Fragmento para leer =
Recuerdo muy bien a un joven de gran fe y devoción; era amigo mío y me ayudó mucho durante un período difícil de mi vida. La forma en que él vivía y el entusiasmo que demostraba al servir eran evidencia del amor que tenía por el Señor y por la obra de la Iglesia. Sin embargo, poco a poco fue engañado por las lisonjas y los halagos de quienes se aprovecharon de él para su propio bienestar y para progresar en los negocios que tenían juntos. En lugar de guiar a estas personas en la misma dirección en la que iba su vida, siendo un ejemplo de fe y comportamiento, poco a poco sucumbió y se dejó llevar por las tentaciones en la dirección opuesta.
Nunca habló en contra de la fe que por mucho tiempo había profesado; tampoco era necesario que la negara, ya que su forma de vida era evidencia suficiente de que se había apartado de ella. Después de muchos años nos encontramos de nuevo y él me habló con gran desilusión. Sin mirarme de frente y en voz baja, me dijo que desde el momento en que se apartó de su fe se sintió abandonado y a la deriva; y concluyó su relato como Pedro, llorando amargamente.
Hace poco estuve con un amigo hablando de una persona que ambos conocíamos, un hombre muy respetado por su profesión.
— ¿Permanece activo en la Iglesia? —le pregunté.

Extracto de datos =

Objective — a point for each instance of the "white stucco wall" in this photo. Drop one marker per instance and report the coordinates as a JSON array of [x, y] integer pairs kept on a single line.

Ejercicio breve 1 = ¿Cómo resumirías el fragmento en dos oraciones?
Ejercicio breve 2 = ¿Qué rasgos de la manera en que el joven habló durante el reencuentro menciona el fragmento? Enuméralos todos.

Respuesta escrita 1 = Un joven de gran fe y devoción, amigo de quien narra, fue engañado poco a poco por las lisonjas de quienes se aprovechaban de él en los negocios, y se dejó llevar por las tentaciones hasta apartarse de su fe. Años después, al reencontrarse, habló con gran desilusión: contó que desde que se apartó de su fe se sintió abandonado y a la deriva, y terminó su relato llorando amargamente, como Pedro.

Respuesta escrita 2 =
- Con gran desilusión
- Sin mirar de frente
- En voz baja
- Llorando amargamente al concluir su relato